— Your instructions —
Scan the records for "pixels". Report each line that includes it.
*** Given information
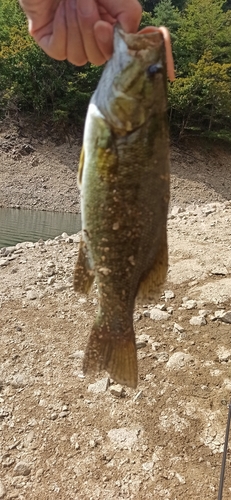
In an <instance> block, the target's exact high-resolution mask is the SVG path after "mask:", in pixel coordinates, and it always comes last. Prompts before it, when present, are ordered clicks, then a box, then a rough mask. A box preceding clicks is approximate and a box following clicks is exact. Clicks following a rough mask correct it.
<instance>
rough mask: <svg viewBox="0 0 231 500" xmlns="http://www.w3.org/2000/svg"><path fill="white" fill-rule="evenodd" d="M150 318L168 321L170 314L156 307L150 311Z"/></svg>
mask: <svg viewBox="0 0 231 500" xmlns="http://www.w3.org/2000/svg"><path fill="white" fill-rule="evenodd" d="M150 318H151V319H152V320H154V321H166V320H168V319H169V318H170V314H168V313H167V312H165V311H161V310H160V309H157V308H156V307H154V308H153V309H151V311H150Z"/></svg>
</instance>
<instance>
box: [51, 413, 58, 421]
mask: <svg viewBox="0 0 231 500" xmlns="http://www.w3.org/2000/svg"><path fill="white" fill-rule="evenodd" d="M56 418H58V414H57V413H56V412H54V413H52V414H51V420H56Z"/></svg>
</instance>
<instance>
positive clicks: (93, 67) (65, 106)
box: [0, 0, 231, 140]
mask: <svg viewBox="0 0 231 500" xmlns="http://www.w3.org/2000/svg"><path fill="white" fill-rule="evenodd" d="M141 3H142V6H143V9H144V12H143V16H142V23H141V26H142V27H144V26H148V25H154V26H160V25H165V26H167V27H168V28H169V30H170V33H171V37H172V44H173V54H174V58H175V67H176V80H175V81H174V82H173V83H171V84H169V116H170V124H171V127H172V129H174V131H177V132H178V134H180V135H182V134H185V133H186V131H187V133H196V134H198V133H200V134H203V135H205V136H210V137H217V138H224V139H226V140H227V139H228V138H229V137H230V134H229V130H230V128H231V42H230V40H231V1H230V0H227V1H225V0H159V1H158V0H142V1H141ZM101 72H102V68H97V67H95V66H93V65H91V64H87V65H86V66H84V67H82V68H76V67H74V66H73V65H71V64H69V63H68V62H66V61H62V62H59V61H54V60H52V59H50V58H49V57H47V56H46V55H45V54H44V53H43V52H42V51H41V50H40V49H39V48H38V47H37V45H36V44H35V43H34V42H33V40H32V38H31V37H30V36H29V35H28V33H27V23H26V20H25V17H24V14H23V13H22V11H21V9H20V8H19V6H18V1H17V0H1V3H0V114H1V115H2V116H4V113H5V112H6V111H11V110H18V111H23V112H26V113H27V112H30V113H34V114H36V115H37V116H41V117H42V116H44V114H46V115H48V116H49V118H51V119H52V121H54V122H58V123H64V122H65V123H68V122H70V123H73V122H74V123H75V124H82V123H83V121H84V117H85V112H86V109H87V104H88V101H89V98H90V96H91V94H92V92H93V91H94V89H95V87H96V85H97V82H98V80H99V77H100V74H101Z"/></svg>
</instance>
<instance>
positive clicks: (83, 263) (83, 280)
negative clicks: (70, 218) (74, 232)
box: [74, 239, 94, 293]
mask: <svg viewBox="0 0 231 500" xmlns="http://www.w3.org/2000/svg"><path fill="white" fill-rule="evenodd" d="M93 281H94V271H93V270H92V269H91V266H90V262H89V259H88V255H87V247H86V243H85V242H84V241H83V240H82V239H81V241H80V244H79V255H78V259H77V262H76V265H75V271H74V290H75V292H80V293H89V291H90V289H91V286H92V284H93Z"/></svg>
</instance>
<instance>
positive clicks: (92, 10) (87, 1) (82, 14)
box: [78, 0, 95, 17]
mask: <svg viewBox="0 0 231 500" xmlns="http://www.w3.org/2000/svg"><path fill="white" fill-rule="evenodd" d="M94 7H95V5H94V2H93V0H79V1H78V10H79V12H80V14H81V16H84V17H90V16H91V15H92V13H93V12H94V10H95V9H94Z"/></svg>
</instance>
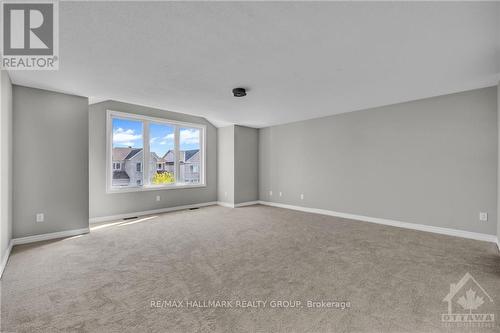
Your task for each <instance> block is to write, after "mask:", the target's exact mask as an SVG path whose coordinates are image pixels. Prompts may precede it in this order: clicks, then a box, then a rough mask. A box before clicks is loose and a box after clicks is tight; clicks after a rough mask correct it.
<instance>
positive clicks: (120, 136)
mask: <svg viewBox="0 0 500 333" xmlns="http://www.w3.org/2000/svg"><path fill="white" fill-rule="evenodd" d="M179 131H180V149H181V150H190V149H199V148H200V130H199V129H194V128H182V127H181V128H180V129H179ZM142 136H143V131H142V122H140V121H134V120H127V119H117V118H114V119H113V146H114V147H129V146H130V147H133V148H142ZM149 137H150V140H149V142H150V147H151V151H152V152H155V153H156V154H157V155H158V156H160V157H163V155H165V154H166V152H167V151H168V150H169V149H174V127H173V126H169V125H165V124H155V123H151V124H150V127H149Z"/></svg>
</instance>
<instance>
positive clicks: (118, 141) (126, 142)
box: [113, 127, 142, 146]
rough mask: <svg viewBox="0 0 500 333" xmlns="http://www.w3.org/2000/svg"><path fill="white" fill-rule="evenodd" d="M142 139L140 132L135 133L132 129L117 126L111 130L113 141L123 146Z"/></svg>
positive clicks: (132, 142)
mask: <svg viewBox="0 0 500 333" xmlns="http://www.w3.org/2000/svg"><path fill="white" fill-rule="evenodd" d="M140 139H142V134H135V131H134V130H133V129H128V130H124V129H123V128H121V127H120V128H117V129H116V130H114V131H113V143H114V144H118V145H124V146H133V145H134V141H136V140H140Z"/></svg>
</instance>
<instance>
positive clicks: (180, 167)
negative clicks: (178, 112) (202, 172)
mask: <svg viewBox="0 0 500 333" xmlns="http://www.w3.org/2000/svg"><path fill="white" fill-rule="evenodd" d="M179 136H180V137H179V146H180V147H179V155H180V157H179V163H180V167H179V172H180V175H179V181H180V182H182V183H188V184H199V183H200V169H201V145H200V136H201V130H200V129H198V128H182V127H181V128H180V129H179Z"/></svg>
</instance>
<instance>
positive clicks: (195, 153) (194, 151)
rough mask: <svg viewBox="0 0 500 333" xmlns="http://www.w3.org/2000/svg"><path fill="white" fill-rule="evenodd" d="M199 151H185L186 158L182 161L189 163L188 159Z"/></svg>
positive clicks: (189, 158) (194, 150)
mask: <svg viewBox="0 0 500 333" xmlns="http://www.w3.org/2000/svg"><path fill="white" fill-rule="evenodd" d="M199 151H200V150H199V149H191V150H186V153H185V154H186V155H185V157H186V158H185V159H184V161H186V162H187V161H189V159H190V158H191V157H193V156H194V155H195V154H196V153H197V152H199Z"/></svg>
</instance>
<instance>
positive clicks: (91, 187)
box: [89, 101, 217, 218]
mask: <svg viewBox="0 0 500 333" xmlns="http://www.w3.org/2000/svg"><path fill="white" fill-rule="evenodd" d="M108 109H110V110H114V111H122V112H127V113H135V114H142V115H146V116H151V117H158V118H166V119H171V120H177V121H185V122H191V123H198V124H204V125H207V136H206V137H207V143H206V147H207V148H206V149H207V165H206V168H207V170H206V184H207V186H206V187H199V188H186V189H174V190H156V191H144V192H129V193H112V194H107V193H106V110H108ZM89 132H90V147H89V149H90V217H91V218H97V217H107V216H113V215H119V214H128V213H135V212H143V211H148V210H154V209H162V208H168V207H175V206H183V205H189V204H196V203H205V202H212V201H216V200H217V157H216V156H217V155H216V154H217V148H216V145H217V142H216V140H217V129H216V128H215V127H214V126H213V125H212V124H210V123H209V122H208V121H206V120H205V119H204V118H200V117H194V116H189V115H185V114H181V113H176V112H170V111H165V110H159V109H153V108H148V107H144V106H140V105H133V104H128V103H122V102H116V101H106V102H102V103H98V104H93V105H91V106H89ZM157 195H160V197H161V201H159V202H157V201H156V196H157Z"/></svg>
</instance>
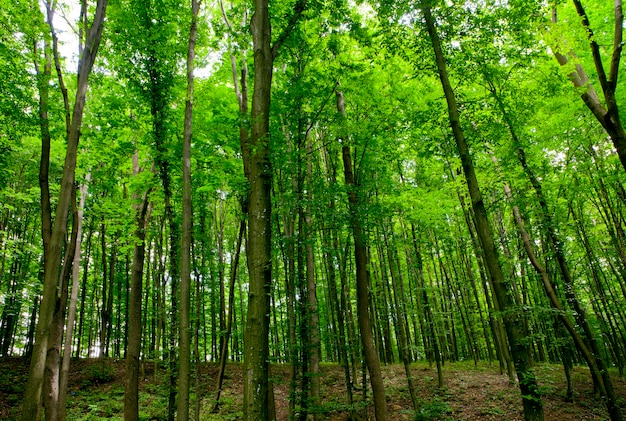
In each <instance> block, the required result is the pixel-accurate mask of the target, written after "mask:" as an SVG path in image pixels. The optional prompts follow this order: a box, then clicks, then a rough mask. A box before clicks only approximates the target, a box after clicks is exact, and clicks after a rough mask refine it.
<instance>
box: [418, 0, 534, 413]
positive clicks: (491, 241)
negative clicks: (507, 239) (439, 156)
mask: <svg viewBox="0 0 626 421" xmlns="http://www.w3.org/2000/svg"><path fill="white" fill-rule="evenodd" d="M422 11H423V13H424V18H425V21H426V29H427V31H428V34H429V35H430V40H431V44H432V47H433V51H434V54H435V60H436V64H437V69H438V72H439V78H440V80H441V85H442V87H443V91H444V94H445V97H446V102H447V104H448V117H449V120H450V126H451V128H452V132H453V134H454V139H455V141H456V145H457V150H458V152H459V155H460V158H461V164H462V167H463V172H464V174H465V179H466V182H467V186H468V189H469V194H470V198H471V200H472V208H473V210H474V214H475V216H476V227H477V232H478V237H479V239H480V243H481V246H482V249H483V252H484V257H485V261H486V263H487V268H488V270H489V273H490V275H491V280H492V284H493V289H494V292H495V298H496V300H497V302H498V304H499V306H500V310H501V311H502V312H503V313H504V314H503V315H502V318H503V321H504V325H505V329H506V334H507V337H508V339H509V344H510V347H511V355H512V357H513V362H514V365H515V370H516V371H517V378H518V380H519V387H520V391H521V394H522V403H523V407H524V419H525V420H527V421H530V420H543V407H542V402H541V395H540V394H539V390H538V387H537V380H536V378H535V375H534V372H533V369H532V365H531V362H530V353H529V346H528V344H527V342H526V341H525V338H524V336H525V334H524V328H523V323H522V315H521V314H519V313H518V312H517V311H515V306H514V301H513V297H512V294H511V287H510V286H509V285H507V283H506V281H505V277H504V274H503V273H502V268H501V266H500V261H499V258H498V251H497V248H496V245H495V241H494V236H493V233H492V230H491V227H490V225H489V220H488V217H487V211H486V209H485V204H484V201H483V198H482V195H481V192H480V189H479V187H478V180H477V178H476V173H475V171H474V163H473V161H472V157H471V155H470V153H469V148H468V145H467V141H466V139H465V134H464V133H463V129H462V128H461V124H460V118H459V111H458V108H457V105H456V99H455V97H454V92H453V90H452V86H451V85H450V81H449V79H448V71H447V68H446V63H445V58H444V56H443V52H442V50H441V44H440V41H439V35H438V34H437V31H436V28H435V21H434V18H433V16H432V13H431V9H430V6H429V5H428V4H425V3H422Z"/></svg>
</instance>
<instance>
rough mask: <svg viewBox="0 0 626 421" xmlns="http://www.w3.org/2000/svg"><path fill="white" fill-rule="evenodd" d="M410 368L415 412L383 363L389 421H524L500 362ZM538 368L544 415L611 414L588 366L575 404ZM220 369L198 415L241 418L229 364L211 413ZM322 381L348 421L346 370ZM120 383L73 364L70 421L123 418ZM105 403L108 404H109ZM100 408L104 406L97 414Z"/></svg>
mask: <svg viewBox="0 0 626 421" xmlns="http://www.w3.org/2000/svg"><path fill="white" fill-rule="evenodd" d="M27 370H28V366H27V363H26V362H25V361H24V360H22V359H20V358H5V359H0V420H14V419H16V417H17V415H18V414H19V406H20V404H21V399H22V394H23V390H24V384H25V382H26V376H27ZM157 370H158V371H157V374H158V375H156V376H155V375H154V364H152V363H144V366H143V373H142V376H143V378H144V380H143V382H142V385H141V388H140V390H141V391H142V392H143V394H142V395H141V398H140V406H144V407H150V408H148V409H151V412H150V414H152V415H145V418H146V419H149V420H159V419H162V416H163V415H162V414H163V413H164V408H165V406H166V402H167V396H166V391H167V381H168V376H167V373H166V372H165V371H164V368H163V367H161V368H157ZM411 370H412V376H413V379H414V384H415V387H416V394H417V396H418V401H419V405H420V408H419V410H418V413H415V411H414V410H413V406H412V403H411V399H410V393H409V389H408V386H407V381H406V376H405V374H404V367H403V366H402V365H388V366H385V367H383V377H384V381H385V389H386V394H387V404H388V410H389V414H390V419H391V420H416V419H419V420H510V421H514V420H515V421H516V420H523V415H522V405H521V398H520V395H519V389H518V388H517V387H516V386H515V385H511V384H509V380H508V377H507V376H506V375H501V374H500V373H499V370H498V365H497V364H495V363H494V364H492V365H488V364H487V363H482V364H479V365H478V366H474V365H473V364H470V363H456V364H447V365H445V366H444V387H443V388H441V389H440V388H438V387H437V371H436V369H435V368H434V367H430V366H429V365H428V364H427V363H415V364H413V365H412V366H411ZM535 370H536V373H537V378H538V380H539V385H540V388H541V390H542V393H543V398H542V399H543V405H544V415H545V419H546V420H555V421H557V420H558V421H560V420H608V419H609V418H608V414H607V411H606V408H605V406H604V404H603V402H602V401H601V400H600V399H599V398H596V397H595V396H594V394H593V387H592V384H591V380H590V376H589V372H588V370H587V369H586V368H583V367H575V368H574V370H573V373H572V377H573V382H574V399H573V402H567V401H566V398H565V394H566V393H565V392H566V383H565V376H564V375H563V370H562V368H561V367H560V366H556V365H538V366H537V367H536V369H535ZM216 373H217V366H216V365H215V364H210V363H209V364H205V365H203V366H202V369H201V374H202V375H201V377H200V385H201V387H200V390H201V398H202V401H201V402H202V405H201V410H200V419H201V420H237V419H241V405H242V391H243V377H242V366H241V365H240V364H237V363H232V364H229V365H228V367H227V377H226V379H225V381H224V389H223V392H222V398H221V402H222V404H221V406H220V409H219V412H218V413H217V414H211V413H210V412H211V411H210V406H211V400H212V399H213V396H214V392H213V389H214V382H215V379H216V377H217V374H216ZM612 378H613V382H614V388H615V391H616V393H617V395H618V396H619V397H620V405H621V407H622V410H623V411H624V412H626V381H625V380H624V379H623V378H619V377H618V375H617V373H612ZM272 379H273V382H274V397H275V403H276V416H277V420H286V419H287V411H288V405H289V403H288V402H289V400H288V396H289V367H288V366H286V365H273V366H272ZM321 383H322V408H321V410H322V411H323V415H322V419H324V420H346V419H348V415H349V412H348V407H347V393H346V385H345V376H344V372H343V369H342V368H341V367H339V366H337V365H334V364H327V365H322V367H321ZM192 384H193V383H192ZM362 384H363V379H362V373H361V372H360V371H359V373H358V380H357V381H355V385H354V389H353V390H354V400H355V405H354V407H355V408H357V410H356V415H357V419H359V420H365V419H370V420H371V419H374V416H373V406H372V404H371V390H369V389H368V390H367V396H366V399H365V400H363V388H362ZM123 387H124V362H123V361H120V360H107V361H106V363H105V364H104V365H103V363H102V362H99V361H97V360H76V361H73V362H72V367H71V373H70V381H69V395H70V397H69V398H68V413H69V414H70V415H68V419H69V420H78V419H85V420H87V419H89V420H93V419H121V418H120V417H123V413H122V412H121V411H122V409H123V404H120V402H121V401H122V400H123ZM154 395H159V396H156V397H155V396H154ZM96 398H97V399H98V401H97V402H98V405H99V406H98V405H95V404H94V403H93V399H96ZM194 399H195V395H194V396H192V403H191V407H192V408H193V407H194ZM107 400H111V402H110V403H109V404H105V402H106V401H107ZM95 407H98V408H100V409H98V411H96V410H95V409H94V408H95ZM159 407H161V408H160V411H159V410H158V408H159ZM366 412H367V414H366ZM86 414H87V415H88V416H87V415H86ZM70 417H72V418H70Z"/></svg>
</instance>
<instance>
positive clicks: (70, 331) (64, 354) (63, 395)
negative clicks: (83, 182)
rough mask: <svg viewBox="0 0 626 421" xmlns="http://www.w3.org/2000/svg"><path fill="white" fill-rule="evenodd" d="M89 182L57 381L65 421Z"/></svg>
mask: <svg viewBox="0 0 626 421" xmlns="http://www.w3.org/2000/svg"><path fill="white" fill-rule="evenodd" d="M90 181H91V175H90V174H87V177H86V179H85V183H84V184H83V185H81V187H80V189H79V191H80V201H79V204H78V209H77V212H76V246H75V252H74V262H73V264H72V292H71V295H70V306H69V313H68V316H67V323H66V326H67V327H66V331H65V344H64V345H63V362H62V365H61V376H60V379H59V409H58V412H59V420H60V421H65V419H66V417H67V413H66V401H67V381H68V375H69V371H70V358H71V356H72V336H73V332H74V321H75V320H76V301H77V300H78V289H79V288H80V258H81V244H82V241H81V240H82V235H83V212H84V208H85V199H86V197H87V188H88V183H89V182H90Z"/></svg>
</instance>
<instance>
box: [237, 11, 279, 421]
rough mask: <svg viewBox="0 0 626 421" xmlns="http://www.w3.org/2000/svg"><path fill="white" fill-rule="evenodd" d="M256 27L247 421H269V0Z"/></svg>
mask: <svg viewBox="0 0 626 421" xmlns="http://www.w3.org/2000/svg"><path fill="white" fill-rule="evenodd" d="M254 6H255V10H254V15H253V16H252V22H251V29H252V40H253V44H254V92H253V94H252V113H251V126H252V127H251V136H250V144H249V145H248V148H247V149H248V150H249V151H250V153H249V156H248V158H249V159H248V161H247V162H246V161H244V167H245V168H246V170H245V171H246V172H247V175H248V181H249V182H250V193H249V200H248V203H249V208H248V213H249V222H248V244H247V248H246V250H247V256H248V274H249V277H250V283H249V285H250V286H249V291H248V312H247V320H246V330H245V336H244V392H243V393H244V396H243V398H244V408H243V410H244V418H245V419H246V420H250V421H252V420H266V419H268V415H269V414H268V407H269V402H268V395H269V384H268V383H269V361H268V359H269V322H270V320H269V314H270V284H271V281H272V261H271V247H272V244H271V235H272V224H271V214H272V203H271V199H270V193H271V188H272V170H271V166H270V160H269V147H270V138H269V136H270V134H269V113H270V95H271V93H270V92H271V85H272V66H273V57H272V51H271V47H270V42H271V26H270V15H269V4H268V0H255V1H254Z"/></svg>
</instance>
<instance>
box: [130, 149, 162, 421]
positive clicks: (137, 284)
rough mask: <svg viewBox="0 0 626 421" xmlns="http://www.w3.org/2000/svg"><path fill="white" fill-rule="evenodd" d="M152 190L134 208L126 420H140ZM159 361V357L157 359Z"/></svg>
mask: <svg viewBox="0 0 626 421" xmlns="http://www.w3.org/2000/svg"><path fill="white" fill-rule="evenodd" d="M137 157H138V154H137V152H135V156H134V157H133V167H134V169H133V171H134V173H135V175H137V174H138V173H139V171H140V169H139V163H138V160H137ZM151 190H152V188H148V190H147V191H146V192H145V193H144V194H143V197H141V202H140V203H139V204H137V205H135V206H133V208H134V211H135V233H134V240H135V241H134V244H135V245H134V247H133V263H132V270H131V280H130V291H129V295H130V297H129V304H128V311H129V314H128V345H127V350H126V374H125V378H124V420H125V421H138V420H139V359H140V356H141V337H142V315H141V313H142V311H141V310H142V306H141V297H142V287H143V267H144V261H145V252H146V243H145V239H146V225H147V222H148V217H147V214H148V203H149V200H148V198H149V196H150V192H151ZM139 199H140V196H139V193H138V192H137V193H135V194H134V195H133V200H134V201H137V200H139ZM155 358H156V357H155Z"/></svg>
******
— Answer below —
Your task for each <instance> block is to write, after "mask:", the target's exact mask as an SVG path whose coordinates are image pixels. Prompts may precede it in this order: clicks, then a box, then a rough mask. A box before clicks is loose and a box after clicks is tight; clicks after a rough mask correct it.
In each <instance> block, the required result is the pixel-accurate mask of the target, written after "mask:" as an SVG path in image pixels. The optional prompts follow this order: a box, then clicks, then a rough mask. A box before clicks only approximates the target, a box after clicks is exact, and clicks after a rough mask refine it.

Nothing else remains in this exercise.